Text block =
-*-

MS: Is that because the earlier poem is already familiar to you? Or is it because you think it’s actually a better poem than the revised version?
RM: Maybe it’s because I’ve known the poem for a long time, and I’ve come to love it in that particular form. But I tinker with my own poems constantly, so I understand the impetus behind what Justice does in his Selected Poems. I hope to live long enough to put together a Collected Poems containing every poem that I want to preserve, though it might be quite a small book. I grow dissatisfied with poems quickly. In compiling a Collected Poems, I’d probably go through the usual process of putting some poems back in, and taking some poems out. Maybe I’d also rewrite several poems. Interestingly enough, the very poems that you’ve mentioned are ones with which I’m not fully satisfied. They’re poems that seem good enough to include, but not really good enough.
MS: And they’re the ones with which you’ve tinkered the most?
RM: Yes, for the most part. The poems on which I’ve worked the hardest seem to be the ones that still aren’t quite there, though that’s not true in every case. I think what distinguishes poets, or what I would call people who really are poets, from people who want to write poetry, is an experience that I’ll try to describe here. It has nothing to do with whether one is a good or bad writer, because you could be a weak poet and still have this experience. Through some force of inspiration, if inspiration is even the right word, you are given a phrase, a line, or maybe the first couple of lines, or maybe the last line. This is what starts you on the process of shaping a poem. Then you’re faced with the difficulty of inventing something that seems as good and seamless as that art you’ve been given. One reason that so many poems fail—most poems, in fact—is that you’re not up to inventing anything as good as what came to you in that initial instance of inspiration.
An example this is the sonnet titled “Hardy” that I wrote in an airplane. The poem began in the simplest possible way. I was thinking about Don Justice’s sonnet about Henry James and the beach, “Henry James at the Pacific.” When I’d expressed my admiration of the sonnet to Don, years ago, he’d said “Well, you know, you ought to write something about Hardy.” I was on the plane and I remembered his suggestion, and I thought, why not? I began to think of a story, which is likely true, about what happened to Hardy when he was born. As the story goes, his family just threw him away. Upon delivery, Hardy was pronounced dead by the attending doctor, but his mother’s midwife resuscitated him. So I had the first phrase, and as I began to write the poem it seemed to be coming with enormous ease. After four lines, I saw that I had “abab,” and I thought it might be a sonnet. I wasn’t sure, but I wanted it to be a sonnet, and so the next four lines sort of finished off the octave. It all went smoothly until the last two lines. The first twelve lines I wrote in maybe twenty minutes, a little back and forth, a little rhyming, but they basically just popped out. The last two lines, by contrast, were really awful.

-*-

Exercise =
Answer these questions about the interview on revising poems:
(a) What does RM hope to live long enough to put together?
(b) Whose sonnet was RM thinking about on the plane, and what is its title?
(c) About how long did RM take to write the first twelve lines of "Hardy"?

Lines of data:
-*-

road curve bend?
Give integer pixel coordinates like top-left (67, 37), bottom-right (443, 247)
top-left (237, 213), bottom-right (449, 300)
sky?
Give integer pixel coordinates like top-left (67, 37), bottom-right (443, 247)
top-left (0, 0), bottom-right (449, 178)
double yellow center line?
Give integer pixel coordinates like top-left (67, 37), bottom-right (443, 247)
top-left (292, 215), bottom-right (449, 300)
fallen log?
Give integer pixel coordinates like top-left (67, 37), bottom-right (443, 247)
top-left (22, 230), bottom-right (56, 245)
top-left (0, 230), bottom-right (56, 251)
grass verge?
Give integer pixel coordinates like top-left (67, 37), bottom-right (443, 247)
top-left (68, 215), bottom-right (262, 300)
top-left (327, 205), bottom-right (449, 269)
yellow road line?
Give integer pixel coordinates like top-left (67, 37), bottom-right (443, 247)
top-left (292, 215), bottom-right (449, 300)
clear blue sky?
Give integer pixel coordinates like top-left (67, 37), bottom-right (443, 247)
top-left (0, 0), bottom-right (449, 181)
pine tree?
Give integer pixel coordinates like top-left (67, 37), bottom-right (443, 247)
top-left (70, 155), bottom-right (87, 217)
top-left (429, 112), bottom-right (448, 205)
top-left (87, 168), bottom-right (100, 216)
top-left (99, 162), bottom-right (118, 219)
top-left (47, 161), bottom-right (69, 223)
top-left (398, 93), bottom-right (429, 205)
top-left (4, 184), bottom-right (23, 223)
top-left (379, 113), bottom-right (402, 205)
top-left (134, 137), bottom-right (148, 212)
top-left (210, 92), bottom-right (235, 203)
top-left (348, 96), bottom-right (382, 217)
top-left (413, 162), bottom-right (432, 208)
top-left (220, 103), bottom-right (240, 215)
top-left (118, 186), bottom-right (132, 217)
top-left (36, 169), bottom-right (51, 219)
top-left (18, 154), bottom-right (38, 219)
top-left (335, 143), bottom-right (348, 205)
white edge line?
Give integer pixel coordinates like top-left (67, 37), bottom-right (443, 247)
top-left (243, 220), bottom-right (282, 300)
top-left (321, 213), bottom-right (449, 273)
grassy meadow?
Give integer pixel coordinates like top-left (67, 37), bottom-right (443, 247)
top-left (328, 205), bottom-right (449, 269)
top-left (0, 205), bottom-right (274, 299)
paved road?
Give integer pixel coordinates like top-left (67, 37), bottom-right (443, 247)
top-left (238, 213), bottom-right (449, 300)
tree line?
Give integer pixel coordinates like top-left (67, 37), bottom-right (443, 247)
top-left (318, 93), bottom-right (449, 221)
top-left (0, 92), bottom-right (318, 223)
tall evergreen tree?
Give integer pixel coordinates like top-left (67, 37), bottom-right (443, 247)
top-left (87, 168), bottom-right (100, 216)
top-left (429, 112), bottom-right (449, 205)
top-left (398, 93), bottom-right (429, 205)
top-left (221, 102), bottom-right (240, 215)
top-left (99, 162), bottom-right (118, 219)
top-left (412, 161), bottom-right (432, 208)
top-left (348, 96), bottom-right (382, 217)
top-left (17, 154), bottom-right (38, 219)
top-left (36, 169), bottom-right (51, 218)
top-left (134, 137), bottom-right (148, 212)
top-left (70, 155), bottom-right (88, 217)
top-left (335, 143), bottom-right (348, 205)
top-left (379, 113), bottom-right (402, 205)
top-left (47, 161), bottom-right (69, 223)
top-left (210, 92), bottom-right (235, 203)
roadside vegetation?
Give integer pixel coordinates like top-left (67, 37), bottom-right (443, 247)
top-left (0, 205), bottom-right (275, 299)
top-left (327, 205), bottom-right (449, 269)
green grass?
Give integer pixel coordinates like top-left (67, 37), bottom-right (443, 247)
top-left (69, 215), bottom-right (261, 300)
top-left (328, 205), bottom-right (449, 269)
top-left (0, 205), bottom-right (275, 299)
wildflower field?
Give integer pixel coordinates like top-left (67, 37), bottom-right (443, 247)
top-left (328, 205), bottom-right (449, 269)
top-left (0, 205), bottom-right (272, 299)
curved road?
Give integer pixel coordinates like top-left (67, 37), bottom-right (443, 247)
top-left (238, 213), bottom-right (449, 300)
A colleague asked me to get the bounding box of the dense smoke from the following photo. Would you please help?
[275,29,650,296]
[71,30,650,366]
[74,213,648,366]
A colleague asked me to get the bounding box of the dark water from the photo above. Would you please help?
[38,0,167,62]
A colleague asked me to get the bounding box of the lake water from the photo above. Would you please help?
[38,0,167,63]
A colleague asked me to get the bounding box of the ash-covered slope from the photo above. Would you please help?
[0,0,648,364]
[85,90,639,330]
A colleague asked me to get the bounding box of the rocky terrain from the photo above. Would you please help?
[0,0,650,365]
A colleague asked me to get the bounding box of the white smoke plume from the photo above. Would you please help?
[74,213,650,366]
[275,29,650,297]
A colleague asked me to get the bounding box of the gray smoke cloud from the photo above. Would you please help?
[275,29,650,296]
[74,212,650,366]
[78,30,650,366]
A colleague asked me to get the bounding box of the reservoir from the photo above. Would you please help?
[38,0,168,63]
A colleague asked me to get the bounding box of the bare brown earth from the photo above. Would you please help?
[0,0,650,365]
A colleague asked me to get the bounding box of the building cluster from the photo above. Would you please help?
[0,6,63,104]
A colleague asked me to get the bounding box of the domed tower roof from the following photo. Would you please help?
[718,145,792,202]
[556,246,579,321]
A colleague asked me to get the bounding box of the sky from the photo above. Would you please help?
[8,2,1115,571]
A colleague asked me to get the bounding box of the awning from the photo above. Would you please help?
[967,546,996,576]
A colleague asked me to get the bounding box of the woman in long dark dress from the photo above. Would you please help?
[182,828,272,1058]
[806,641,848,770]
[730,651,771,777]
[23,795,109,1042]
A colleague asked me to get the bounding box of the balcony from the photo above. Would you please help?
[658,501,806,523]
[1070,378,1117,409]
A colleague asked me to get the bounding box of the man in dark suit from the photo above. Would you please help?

-*-

The reply =
(a) A Collected Poems containing every poem RM wants to preserve.
(b) Don Justice's sonnet, "Henry James at the Pacific."
(c) Maybe twenty minutes.